CONSIGNE:
Répondez aux questions suivantes à partir de l'article ci-dessous sur l'arrestation d'un espion iranien en Israël.
(a) À quelle date Alex Mans a-t-il été arrêté à l'aéroport Ben Gourion ?
(b) Pendant combien de jours a-t-il été interrogé sans l'assistance d'avocats ?
(c) En quelle année est-il devenu citoyen belge ?
___ TEXTE FOURNI
Israël : arrestation d’un espion iranien
Alain RODIER
Ali Mansouri, alias Alex Mans
Le 11 septembre 2013, le citoyen belge Alex Mans est arrêté à l'aéroport Ben Gourion alors qu'il s'apprête à quitter l'Etat hébreu. En fait, le Shin Bet, le contre- espionnage israélien, le soupçonne d'être un agent de Téhéran envoyé en mission de reconnaissance en Israël. En effet, il en est à son troisième séjour en Israël. Le premier a eu lieu en juillet 2012, le deuxième en janvier 2013 et le dernier a débuté le 6 septembre pour se terminer, menottes aux poignets le 11 septembre. Alex Mans a été interrogé pendant 9 jours sans bénéficier de l'assistance d'avocats et sa détention n'a été rendue publique que le 29 septembre.
Le recrutement et la manipulation
L'enquête révèle qu'il est né en Iran en 1958 sous le nom d'Ali Mansouri. Il quitte l'Iran pour la Turquie en 1980, soit un an après la révolution islamique. Il réside dans ce pays jusqu'en 1997, date à laquelle il obtient un visa pour la Belgique. En 2002, il devient citoyen belge par mariage, mais divorce en 2007. C'est à cette époque qu'il change d'identité pour faire « plus discret ». Entre-temps, il développe une affaire d'installation de vitres, céramiques et cloisons pour magasins.
______
___ INFORMATIONS AFFICHÉES
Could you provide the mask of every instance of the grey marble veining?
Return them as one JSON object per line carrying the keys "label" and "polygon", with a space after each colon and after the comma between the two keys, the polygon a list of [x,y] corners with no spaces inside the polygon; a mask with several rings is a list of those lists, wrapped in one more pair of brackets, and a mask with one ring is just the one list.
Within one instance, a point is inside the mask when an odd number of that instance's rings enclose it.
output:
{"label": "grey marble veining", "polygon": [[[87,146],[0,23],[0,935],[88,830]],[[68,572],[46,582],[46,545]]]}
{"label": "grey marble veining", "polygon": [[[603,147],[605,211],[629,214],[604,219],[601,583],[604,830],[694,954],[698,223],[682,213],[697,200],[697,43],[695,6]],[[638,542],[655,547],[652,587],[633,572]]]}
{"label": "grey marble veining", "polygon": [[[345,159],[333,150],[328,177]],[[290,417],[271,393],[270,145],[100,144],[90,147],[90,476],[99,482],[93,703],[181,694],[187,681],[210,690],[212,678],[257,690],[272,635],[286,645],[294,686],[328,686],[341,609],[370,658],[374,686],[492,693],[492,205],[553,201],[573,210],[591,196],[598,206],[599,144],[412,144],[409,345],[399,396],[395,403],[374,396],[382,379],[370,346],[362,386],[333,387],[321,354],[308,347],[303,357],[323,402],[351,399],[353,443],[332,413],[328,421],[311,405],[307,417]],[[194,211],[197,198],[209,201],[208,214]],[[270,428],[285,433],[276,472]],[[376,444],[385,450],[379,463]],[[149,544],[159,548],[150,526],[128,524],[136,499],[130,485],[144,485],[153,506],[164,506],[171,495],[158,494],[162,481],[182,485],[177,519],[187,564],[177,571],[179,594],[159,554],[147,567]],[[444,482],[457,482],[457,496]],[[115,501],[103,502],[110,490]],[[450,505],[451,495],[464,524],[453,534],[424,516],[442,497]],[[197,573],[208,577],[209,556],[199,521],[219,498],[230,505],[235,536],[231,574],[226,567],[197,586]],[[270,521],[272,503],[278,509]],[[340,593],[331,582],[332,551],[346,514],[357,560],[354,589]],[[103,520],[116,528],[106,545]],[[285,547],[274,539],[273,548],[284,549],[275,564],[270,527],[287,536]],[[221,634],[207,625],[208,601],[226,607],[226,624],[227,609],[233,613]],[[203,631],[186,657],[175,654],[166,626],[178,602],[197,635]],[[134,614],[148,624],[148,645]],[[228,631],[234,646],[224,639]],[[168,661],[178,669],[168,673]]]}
______
CORRIGÉ:
(a) Il a été arrêté le 11 septembre 2013.
(b) Il a été interrogé pendant 9 jours.
(c) Il est devenu citoyen belge en 2002.